The British raised a white flag and launched a small dinghy with several officers. Lafitte and several of his men rowed to meet them halfway.[37]

Captain Nicholas Lockyer, the commander of the Sophie, had been ordered to contact the “Commandant at Barataria”. He was accompanied by a Royal Marine infantry Captain, John McWilliam,[38][39] who had been given a package to deliver to Lafitte. The Baratarians invited the British officers to row to their island. When they had disembarked and were surrounded by his men, Lafitte identified himself to them. Many of the smugglers wanted to lynch the British men, but Lafitte intervened and placed guards outside his home to ensure their protection.[37] McWilliam brought two letters in his packet for Lafitte: one, under the seal of King George III, offered Lafitte and his forces British citizenship and land grants in the British colonies in the Americas if they promised to assist in the naval fight against the United States and to return any recent property that had been taken from Spanish ships. (The British were allied with Spain against the French and the US.) If they refused the offer, the British Navy would destroy Barataria. The second item was a personal note to Lafitte from McWilliam’s superior, Lieutenant Colonel Edward Nicolls, urging him to accept the offer.[40]

TPOB claims that Lafitte turned down the offer due to patriotic sentiments, while Wikipedia gives a more self-interested motivation: he thought the Americans would win and did not wish to be on the side of the losers. Moreover, an American victory left him only the revenuers to contend with, while a British victory could bring his operations into conflict with the British navy–and he considered the revenuers easier opponents.

Lafitte therefore offered his services to the Americans in exchange for a pardon. His brother–perhaps coincidentally–mysteriously “escaped” from prison soon after.

Within days, however, the US navy attacked Barataria, capturing 8 ships, 20 canon, $500,000 worth of goods, and 80 men–but not Lafitte. Louisiana’s Governor Claiborne wrote to the Attorney General and General Andrew Jackson to request a pardon for Lafitte and his men, arguing that for generations, smugglers were “esteemed honest … [and] sympathy for these offenders is certainly more or less felt by many of the Louisianans,” and that Patterson’s capture of Lafitte’s ships, “had destroyed a potential first line of defense for Louisiana.”

Jackson responded testily, “I ask you, Louisianans, can we place any confidence in the honor of men who have courted an alliance with pirates and robbers?” But when Jackson arrived in New Orleans, he found the city woefully unprepared to defend against the invading British. It had only two ships, plus the eight captured from Lafitte–and not enough sailors to man them all. General Jackson had no choice: he pardoned the pirates. TPOB quotes Lafitte’s official pardon from President Madison:

It has therefore been seen, with great satisfaction, that the General Assembly of the State of Louisiana earnestly recommend those offenders to the benefit of a full pardon; And in compliance with that recommendation, as well as in consideration of all the other extraordinary circumstances in the case, I, James Madison, President of the United States of America, do issue this proclamation, hereby granting, publishing and declaring, a free and full pardon of all offences committed in violation of any act or acts of the Congress of the said United States, touching the revenue, trade and navigation thereof, or touching the intercourse and commerce of the United States with foreign nations, at any time before the eighth day of January, in the present year one thousand eight hundred and fifteen, by any person or persons whatsoever, being inhabitants of New Orleans and the adjacent country, or being inhabitants of the said island of Barrataria, and the places adjacent; Provided, that every person, claiming the benefit of this full pardon, in order to entitle himself thereto, shall produce a certificate in writing from the governor of the State of Louisiana, stating that such person has aided in the defence of New Orleans and the adjacent country, during the invasion thereof as aforesaid.

(Activity): Copy the part of the Lafitte excerpt between "Lafitte therefore offered" and "prison soon after.", inclusive.

(Listed records):

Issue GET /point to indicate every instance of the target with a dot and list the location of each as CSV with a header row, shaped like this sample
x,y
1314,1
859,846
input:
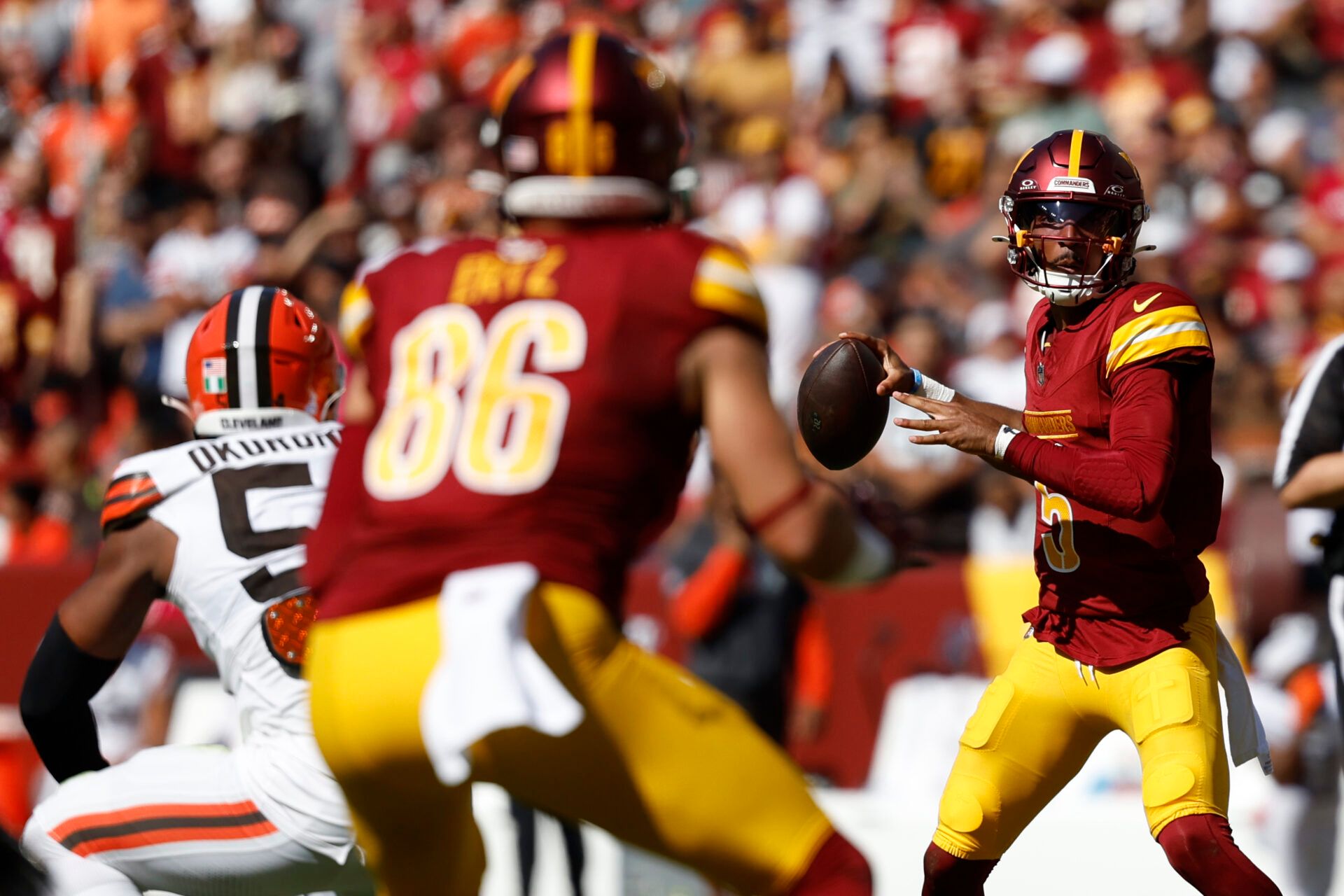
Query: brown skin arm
x,y
723,381
104,615
901,379
1317,484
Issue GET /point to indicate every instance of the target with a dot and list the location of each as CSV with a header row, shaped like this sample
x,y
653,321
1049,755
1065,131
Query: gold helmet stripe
x,y
521,67
582,62
1075,153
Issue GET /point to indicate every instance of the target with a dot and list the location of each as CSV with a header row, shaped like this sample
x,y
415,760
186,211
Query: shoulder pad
x,y
143,481
128,500
722,282
356,301
1154,320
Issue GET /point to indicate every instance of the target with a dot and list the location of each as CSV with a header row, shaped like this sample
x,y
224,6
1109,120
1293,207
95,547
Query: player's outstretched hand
x,y
899,377
956,425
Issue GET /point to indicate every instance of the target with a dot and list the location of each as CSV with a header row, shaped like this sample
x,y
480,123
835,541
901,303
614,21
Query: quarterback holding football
x,y
1116,435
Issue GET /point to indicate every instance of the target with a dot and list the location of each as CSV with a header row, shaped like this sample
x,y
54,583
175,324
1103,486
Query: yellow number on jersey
x,y
1057,510
458,396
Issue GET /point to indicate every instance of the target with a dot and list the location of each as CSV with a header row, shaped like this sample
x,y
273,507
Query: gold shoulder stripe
x,y
1075,153
356,316
1156,333
723,282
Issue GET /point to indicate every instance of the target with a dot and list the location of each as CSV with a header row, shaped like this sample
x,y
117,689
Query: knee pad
x,y
946,875
1202,850
838,869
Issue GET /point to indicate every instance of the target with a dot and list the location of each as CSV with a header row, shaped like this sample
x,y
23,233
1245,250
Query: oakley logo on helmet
x,y
1075,184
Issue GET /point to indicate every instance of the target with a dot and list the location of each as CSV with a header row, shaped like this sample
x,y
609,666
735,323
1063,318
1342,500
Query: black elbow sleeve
x,y
54,704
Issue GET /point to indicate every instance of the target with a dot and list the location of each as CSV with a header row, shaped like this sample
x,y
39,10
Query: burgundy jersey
x,y
1116,589
528,409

(Response for this exercise):
Lafitte therefore offered his services to the Americans in exchange for a pardon. His brother–perhaps coincidentally–mysteriously “escaped” from prison soon after.